Segment Start: EXCERPTED TEXT

The analysis attributes the trend to greater institutional participation, more rigorous underwriting, and growing executive acceptance that legal claims carry measurable economic value. As procedural complexity and extended case timelines persist, it characterizes third-party capital as evolving from an alternative financing option into a strategic balance-sheet instrument, producing structural rather than cyclical growth.

The report segments the market by type — commercial, personal injury, intellectual property, class action, and international — and by application across law firms, corporates, and small and mid-sized enterprises. Among the players it identifies are Burford Capital, Omni Bridgeway, Harbour Litigation Funding, Augusta Ventures, Longford Capital, Woodsford, Parabellum Capital, and Validity Finance. Single-case funding, it notes, remains the most recognizable segment, resembling private equity underwriting more than traditional lending.

High Rise Financial Expands Pre-Settlement Funding Into Nevada

High Rise Financial, a national consumer legal funding company, has extended its pre-settlement funding operations into Nevada, offering non-recourse advances to plaintiffs across Las Vegas, Henderson, Reno, North Las Vegas, and Sparks. The move continues a state-by-state expansion that recently reached Illinois.

According to a press release published via Newswire, the company provides cash advances to individuals awaiting settlement in personal injury, motor vehicle accident, slip-and-fall, premises liability, wrongful death, medical malpractice, product liability, and mass tort matters. Because the funding is structured as non-recourse, plaintiffs repay only if their case results in a recovery.

"Nevada represents an important growth opportunity and an important opportunity to serve plaintiffs who may be struggling financially while their cases move through the legal system," said co-founder Mark Berookim. The advances are designed to help claimants cover medical expenses, lost wages, and household bills during litigation delays, easing the financial pressure that can push injured parties toward premature settlements.

Segment End: EXCERPTED TEXT

WORK TO COMPLETE - Carry on the litigation funding news text with new sentences that follow its final one.

Segment Start: RECORD SET

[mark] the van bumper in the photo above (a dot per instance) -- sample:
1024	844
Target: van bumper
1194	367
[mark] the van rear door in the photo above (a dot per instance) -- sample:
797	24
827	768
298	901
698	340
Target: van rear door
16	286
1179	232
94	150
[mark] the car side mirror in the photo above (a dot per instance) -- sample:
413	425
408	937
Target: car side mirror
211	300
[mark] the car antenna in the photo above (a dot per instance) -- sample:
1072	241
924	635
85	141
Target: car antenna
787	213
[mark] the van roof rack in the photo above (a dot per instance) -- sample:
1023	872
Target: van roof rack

Segment End: RECORD SET
Segment Start: RECORD SET

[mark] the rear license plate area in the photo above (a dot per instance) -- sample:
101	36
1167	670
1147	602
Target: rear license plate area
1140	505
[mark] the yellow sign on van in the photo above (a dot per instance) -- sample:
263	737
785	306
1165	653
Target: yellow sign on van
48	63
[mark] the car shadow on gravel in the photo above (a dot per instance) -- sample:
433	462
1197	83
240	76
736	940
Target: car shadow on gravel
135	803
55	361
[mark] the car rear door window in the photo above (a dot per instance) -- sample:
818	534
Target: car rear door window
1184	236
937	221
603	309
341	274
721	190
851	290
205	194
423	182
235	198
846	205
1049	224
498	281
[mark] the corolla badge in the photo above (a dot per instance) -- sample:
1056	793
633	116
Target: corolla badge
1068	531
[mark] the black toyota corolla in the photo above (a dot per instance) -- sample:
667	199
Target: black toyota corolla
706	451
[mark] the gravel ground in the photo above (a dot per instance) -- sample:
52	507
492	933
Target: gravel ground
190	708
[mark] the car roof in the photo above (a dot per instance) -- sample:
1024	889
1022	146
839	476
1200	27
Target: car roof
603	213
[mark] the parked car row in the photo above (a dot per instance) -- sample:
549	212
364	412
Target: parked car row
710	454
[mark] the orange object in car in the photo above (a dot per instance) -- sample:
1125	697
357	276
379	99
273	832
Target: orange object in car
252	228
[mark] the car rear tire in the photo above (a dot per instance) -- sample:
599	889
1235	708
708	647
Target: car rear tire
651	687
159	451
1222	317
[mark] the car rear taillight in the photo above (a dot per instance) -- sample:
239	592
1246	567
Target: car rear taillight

Segment End: RECORD SET

RESPONSE BELOW -
High Rise Financial works with attorneys nationwide and emphasizes transparent terms, streamlined reviews, and direct collaboration with counsel. Consumer legal funding of this kind continues to draw regulatory attention across several states, with lawmakers weighing disclosure and rate-cap requirements even as demand from plaintiffs grows. The Nevada launch adds another jurisdiction to a consumer-facing segment of the litigation finance market that operates alongside, but distinct from, the commercial funding used by corporations and law firms.

LITFINCON Launches Inaugural European Conference in Amsterdam

LITFINCON, the global litigation finance conference series produced by Siltstone Capital, is bringing its platform to Europe for the first time, signaling how central the region has become to the asset class. The inaugural European edition will convene at Rosewood Amsterdam on October 7–8, 2026.

According to a press release distributed via PR Newswire, the two-day event will run under the theme "The Claim Is the Asset: IP, Arbitration, Class Actions & the Investors Who Know It," with eleven panels spanning UK, EU, and US regulatory frameworks, European transaction structures, collective redress, international arbitration, portfolio and law firm financing, insurance and risk transfer, patent litigation funding, and the growing role of artificial intelligence.

The expansion reflects Europe's emergence as one of the most active litigation finance markets, propelled by cross-border collective actions, the Netherlands' WAMCA regime, and the rise of the Unified Patent Court. "Europe is where some of the most important questions in litigation finance are being worked out right now," said Jim Batson, Chief Investment Officer of Legal Finance at Siltstone Capital.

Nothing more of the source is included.